__Stated task__:
List every line in the listing below that contains the string "stroller", matching case exactly.

(Entries for pointing and labeling)

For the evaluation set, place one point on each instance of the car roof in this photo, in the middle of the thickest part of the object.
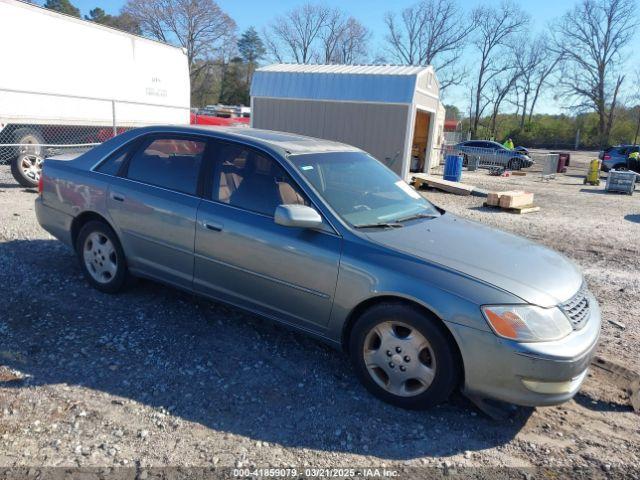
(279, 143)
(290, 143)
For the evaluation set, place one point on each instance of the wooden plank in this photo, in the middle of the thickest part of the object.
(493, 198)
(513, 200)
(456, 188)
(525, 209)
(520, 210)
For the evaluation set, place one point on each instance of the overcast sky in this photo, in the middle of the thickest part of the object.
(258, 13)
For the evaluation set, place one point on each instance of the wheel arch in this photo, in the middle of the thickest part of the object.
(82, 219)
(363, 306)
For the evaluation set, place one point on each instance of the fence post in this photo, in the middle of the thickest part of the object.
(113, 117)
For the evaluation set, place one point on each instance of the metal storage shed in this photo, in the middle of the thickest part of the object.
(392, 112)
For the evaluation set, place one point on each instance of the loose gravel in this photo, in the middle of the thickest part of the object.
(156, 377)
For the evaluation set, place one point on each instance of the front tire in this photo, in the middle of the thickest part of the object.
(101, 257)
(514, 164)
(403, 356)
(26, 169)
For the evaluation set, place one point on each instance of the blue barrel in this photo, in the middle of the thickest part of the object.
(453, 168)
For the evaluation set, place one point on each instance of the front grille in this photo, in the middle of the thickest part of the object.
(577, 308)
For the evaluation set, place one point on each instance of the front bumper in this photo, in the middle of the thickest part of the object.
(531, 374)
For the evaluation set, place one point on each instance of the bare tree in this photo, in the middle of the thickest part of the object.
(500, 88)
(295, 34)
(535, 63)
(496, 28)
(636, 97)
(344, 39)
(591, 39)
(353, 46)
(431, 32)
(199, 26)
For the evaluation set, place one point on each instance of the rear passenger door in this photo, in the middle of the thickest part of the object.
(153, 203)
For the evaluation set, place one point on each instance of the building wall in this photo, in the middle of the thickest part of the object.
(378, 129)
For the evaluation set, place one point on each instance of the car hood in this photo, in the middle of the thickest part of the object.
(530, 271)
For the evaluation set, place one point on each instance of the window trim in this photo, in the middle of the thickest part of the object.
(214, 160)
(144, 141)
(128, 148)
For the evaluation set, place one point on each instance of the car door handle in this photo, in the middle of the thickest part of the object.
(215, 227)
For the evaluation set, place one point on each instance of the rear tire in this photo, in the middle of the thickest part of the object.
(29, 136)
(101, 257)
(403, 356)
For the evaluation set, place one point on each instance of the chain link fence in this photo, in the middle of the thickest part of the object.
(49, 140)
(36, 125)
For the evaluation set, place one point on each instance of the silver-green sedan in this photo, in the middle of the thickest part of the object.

...

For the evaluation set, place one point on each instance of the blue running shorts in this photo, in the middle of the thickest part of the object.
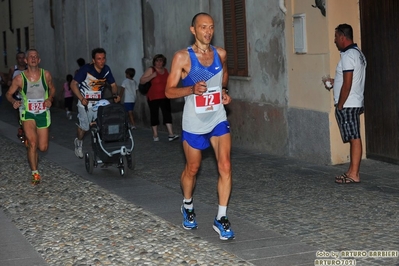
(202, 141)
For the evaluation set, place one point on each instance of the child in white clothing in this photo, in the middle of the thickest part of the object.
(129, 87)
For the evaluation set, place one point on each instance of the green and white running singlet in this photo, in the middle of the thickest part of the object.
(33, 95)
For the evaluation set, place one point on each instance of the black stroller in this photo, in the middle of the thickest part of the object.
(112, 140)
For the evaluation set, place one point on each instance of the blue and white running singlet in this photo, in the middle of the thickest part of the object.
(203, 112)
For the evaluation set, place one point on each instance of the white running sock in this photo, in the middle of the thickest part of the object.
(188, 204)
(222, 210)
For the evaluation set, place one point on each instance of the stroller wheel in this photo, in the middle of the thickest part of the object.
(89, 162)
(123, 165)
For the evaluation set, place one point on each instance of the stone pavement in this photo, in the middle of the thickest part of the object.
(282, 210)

__Expected answer__:
For the evaluation set, place one point on each instance of the black stroller in this photo, in the middle of the thickest part of the object.
For the evaluation set, place one point on each instance of the stroller wheel in this photo, in the middle of the thickest part of the object.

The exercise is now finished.